- WHAT IS ASKED -
Convert the lines below into a two-column CSV with the headers "text" and "answer." Give one row for each line and its answer, with each value in its own quoted field and every line break replaced by a space.

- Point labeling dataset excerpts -
☆ ☆ ☆ ☆ ☆ ☆ ☆
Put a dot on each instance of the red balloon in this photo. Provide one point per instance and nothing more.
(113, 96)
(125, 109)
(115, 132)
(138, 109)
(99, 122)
☆ ☆ ☆ ☆ ☆ ☆ ☆
- RESULT FOR THIS TASK -
text,answer
"Put a dot on each instance of the red balloon in this photo. Provide one point per instance and nothing more.","(113, 96) (125, 109) (115, 132) (138, 109) (99, 122)"